#### [Instrucciones]
Escribe lo que sigue de la columna sobre las cuatro noticias de la semana, empezando justo después de su última oración.

#### [Texto]
..............................

Por: Jean Pierre Mandonnet
Esta semana hubo cuatro noticias de carácter excepcional que fácilmente pueden disputar las primeras planas de la crema y nata de la prensa escrita o acaparar titulares en los principales noticieros radiales o televisivos.
Estas noticias fueron las siguientes:
1.) La declaración de bienes de las Farc y la posterior reacción del Fiscal General.
2.) La candidatura de Germán Vargas Lleras a la presidencia a través del mecanismo de recolección de firmas.
3.) El ventilador encendido de Musa Besaile que apunta directamente al ex director de la Unidad Anticorrupción de la Fiscalía Gustavo Moreno.
4.) La puesta en marcha del Acto Legislativo 04 de 2017 que reitera o declara (desde donde la óptica nos permita entenderlo) el paramilitarismo como una práctica meramente inconstitucional.
Como ya pueden ver, tres de las cuatro noticias son malas, y si bien la cuarta es relativamente buena, requiere de una reiteración -a mi juicio innecesaria- dentro de una sociedad inmadura que debate sobre la existencia de un mal evidente y que ha cobrado la vida de miles de víctimas a lo largo del conflicto armado.
En este caso hay un elemento común dentro de lo que podemos llamar cobertura mediática, o utilización del espacio impreso por plumas autorizadas, dentro y fuera del ámbito jurídico nacional: las respuestas a la columna de María Isabel Rueda, publicada la semana pasada en El Tiempo, en la que criticaba la reiteración de dicha prohibición.

..............................

#### [Registros proporcionados]
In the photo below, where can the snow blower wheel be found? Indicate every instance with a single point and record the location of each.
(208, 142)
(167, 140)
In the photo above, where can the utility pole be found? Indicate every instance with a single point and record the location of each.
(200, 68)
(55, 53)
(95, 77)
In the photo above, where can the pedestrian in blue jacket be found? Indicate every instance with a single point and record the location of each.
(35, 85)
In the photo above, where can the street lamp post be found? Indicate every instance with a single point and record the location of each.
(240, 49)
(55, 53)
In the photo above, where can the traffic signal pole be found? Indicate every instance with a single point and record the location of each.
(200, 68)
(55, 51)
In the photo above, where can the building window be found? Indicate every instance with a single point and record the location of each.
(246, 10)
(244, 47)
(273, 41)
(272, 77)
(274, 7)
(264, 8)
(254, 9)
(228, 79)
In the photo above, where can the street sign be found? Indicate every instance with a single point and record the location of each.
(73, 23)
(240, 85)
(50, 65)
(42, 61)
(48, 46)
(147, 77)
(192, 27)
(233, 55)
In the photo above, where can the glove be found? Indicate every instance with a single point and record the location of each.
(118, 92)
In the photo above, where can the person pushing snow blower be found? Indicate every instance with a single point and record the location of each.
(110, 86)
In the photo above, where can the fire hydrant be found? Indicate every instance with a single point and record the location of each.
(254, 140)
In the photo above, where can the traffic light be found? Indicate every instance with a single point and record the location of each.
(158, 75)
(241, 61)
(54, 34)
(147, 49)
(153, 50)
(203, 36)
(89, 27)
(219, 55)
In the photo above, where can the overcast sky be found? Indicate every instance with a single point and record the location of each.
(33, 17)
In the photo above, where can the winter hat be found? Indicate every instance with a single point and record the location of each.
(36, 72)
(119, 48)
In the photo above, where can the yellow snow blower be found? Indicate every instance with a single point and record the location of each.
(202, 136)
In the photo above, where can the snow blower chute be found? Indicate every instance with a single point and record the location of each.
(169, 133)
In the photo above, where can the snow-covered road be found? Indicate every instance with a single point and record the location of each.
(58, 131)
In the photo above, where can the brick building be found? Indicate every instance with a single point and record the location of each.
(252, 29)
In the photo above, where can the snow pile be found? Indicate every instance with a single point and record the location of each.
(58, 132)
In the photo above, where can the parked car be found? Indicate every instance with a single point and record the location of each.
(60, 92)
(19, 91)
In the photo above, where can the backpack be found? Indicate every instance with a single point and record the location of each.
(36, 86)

..............................

#### [Tu respuesta]
Así fue como varios de mis columnistas favoritos (valga la aclaración) procedieron a responderle con su debido soporte a la señora María Isabel.
Tanto el ex Fiscal General de la Nación, Alfonso Gómez Méndez, como el jurista Rodrigo Uprimny, o el columnista Antonio Caballero, dispusieron en la mesa todos los antecedentes jurídicos e históricos posibles, desde un marco conceptual en el que se evaluó -pese a la disimilitud de espacios y medios- el rol del paramilitarismo, el Estado, la guerrilla y el efecto dominó de su accionar, además de la tendencia anticomunista que exportaron los Estados Unidos a Latinoamérica bien entrada la década del 60.
Fue así como Uprimny y Caballero trajeron a colación la tesis del politólogo Pedro Medellín Torres, publicada en su columna del pasado 4 de agosto en Semana titulada: “El Estado acepta la responsabilidad del paramilitarismo”. Medellín hace énfasis en una coyuntura relativamente nueva para esta nueva generación de ‘opinadores públicos’, la cual consiste en el hecho de que el Estado haya aceptado -por fin- la responsabilidad del nacimiento de grupos paramilitares y de justicia privada y otros tipos de violencia como producto de su precaria presencia dentro de la Colombia rural.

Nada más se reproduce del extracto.